▶ EXERCISE DIRECTIONS
Check each line of the entries below for the word "meatball", and copy out the ones that have it.

▶ INPUT
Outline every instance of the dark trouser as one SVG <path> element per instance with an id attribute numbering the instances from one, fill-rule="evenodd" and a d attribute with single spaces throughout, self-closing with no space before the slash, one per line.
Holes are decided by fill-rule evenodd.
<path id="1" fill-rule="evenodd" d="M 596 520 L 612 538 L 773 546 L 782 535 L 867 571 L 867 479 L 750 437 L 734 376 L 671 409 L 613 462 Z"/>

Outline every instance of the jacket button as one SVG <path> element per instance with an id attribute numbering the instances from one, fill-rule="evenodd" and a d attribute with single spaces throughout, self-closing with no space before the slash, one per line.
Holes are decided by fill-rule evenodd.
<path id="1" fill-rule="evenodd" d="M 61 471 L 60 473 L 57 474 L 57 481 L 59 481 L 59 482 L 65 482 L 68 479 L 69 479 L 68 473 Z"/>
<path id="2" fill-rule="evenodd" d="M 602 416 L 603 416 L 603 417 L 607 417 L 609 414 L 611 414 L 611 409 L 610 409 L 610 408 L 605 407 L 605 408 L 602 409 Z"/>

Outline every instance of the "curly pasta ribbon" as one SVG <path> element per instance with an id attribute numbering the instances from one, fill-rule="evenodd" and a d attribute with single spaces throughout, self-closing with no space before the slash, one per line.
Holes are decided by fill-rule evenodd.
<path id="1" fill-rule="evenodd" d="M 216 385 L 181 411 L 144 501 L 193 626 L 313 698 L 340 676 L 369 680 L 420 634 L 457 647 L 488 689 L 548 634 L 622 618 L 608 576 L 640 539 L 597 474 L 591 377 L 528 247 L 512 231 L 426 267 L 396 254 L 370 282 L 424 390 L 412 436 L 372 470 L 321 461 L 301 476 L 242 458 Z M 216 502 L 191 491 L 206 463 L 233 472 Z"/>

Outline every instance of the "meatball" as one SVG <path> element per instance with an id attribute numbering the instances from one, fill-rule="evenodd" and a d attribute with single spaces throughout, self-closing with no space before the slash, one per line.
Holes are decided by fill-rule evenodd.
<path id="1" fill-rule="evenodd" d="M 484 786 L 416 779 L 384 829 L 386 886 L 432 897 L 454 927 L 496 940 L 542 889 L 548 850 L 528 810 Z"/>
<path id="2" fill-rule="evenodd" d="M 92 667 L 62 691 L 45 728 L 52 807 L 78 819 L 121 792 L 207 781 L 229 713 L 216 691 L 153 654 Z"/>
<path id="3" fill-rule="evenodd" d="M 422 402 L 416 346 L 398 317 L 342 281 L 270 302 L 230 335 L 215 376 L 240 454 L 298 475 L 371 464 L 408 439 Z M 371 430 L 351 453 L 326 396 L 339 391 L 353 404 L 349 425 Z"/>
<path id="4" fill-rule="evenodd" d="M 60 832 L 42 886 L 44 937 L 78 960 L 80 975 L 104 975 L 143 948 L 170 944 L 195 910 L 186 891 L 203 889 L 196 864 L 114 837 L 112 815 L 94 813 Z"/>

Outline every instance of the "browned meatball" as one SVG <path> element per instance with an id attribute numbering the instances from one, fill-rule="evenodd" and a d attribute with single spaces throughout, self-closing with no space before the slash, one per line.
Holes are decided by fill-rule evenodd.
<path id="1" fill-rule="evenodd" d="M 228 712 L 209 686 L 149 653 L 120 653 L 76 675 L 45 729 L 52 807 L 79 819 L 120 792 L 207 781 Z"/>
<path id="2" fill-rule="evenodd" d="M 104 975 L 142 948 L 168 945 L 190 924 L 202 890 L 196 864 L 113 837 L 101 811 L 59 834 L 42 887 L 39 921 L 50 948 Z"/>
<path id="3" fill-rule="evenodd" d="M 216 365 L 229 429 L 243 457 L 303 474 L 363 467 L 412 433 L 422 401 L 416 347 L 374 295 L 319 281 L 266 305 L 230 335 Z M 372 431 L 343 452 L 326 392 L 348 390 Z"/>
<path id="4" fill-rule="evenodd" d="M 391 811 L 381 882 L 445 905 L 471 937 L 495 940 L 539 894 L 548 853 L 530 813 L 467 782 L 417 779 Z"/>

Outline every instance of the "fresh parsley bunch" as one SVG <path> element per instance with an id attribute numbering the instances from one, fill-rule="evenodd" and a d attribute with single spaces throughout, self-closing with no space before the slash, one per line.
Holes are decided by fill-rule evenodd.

▶ ANSWER BOX
Outline every instance of the "meatball" as one SVG <path> element per instance with an id attribute numbering the instances from one, fill-rule="evenodd" and a d attribute with single spaces throughout, self-closing with no space before the slash, one per line.
Outline every instance of the "browned meatball" as one SVG <path> element per instance with an id attribute numbering the instances from one, fill-rule="evenodd" and a d attribute with single spaces throughout, self-closing with no space before the slash, one per line.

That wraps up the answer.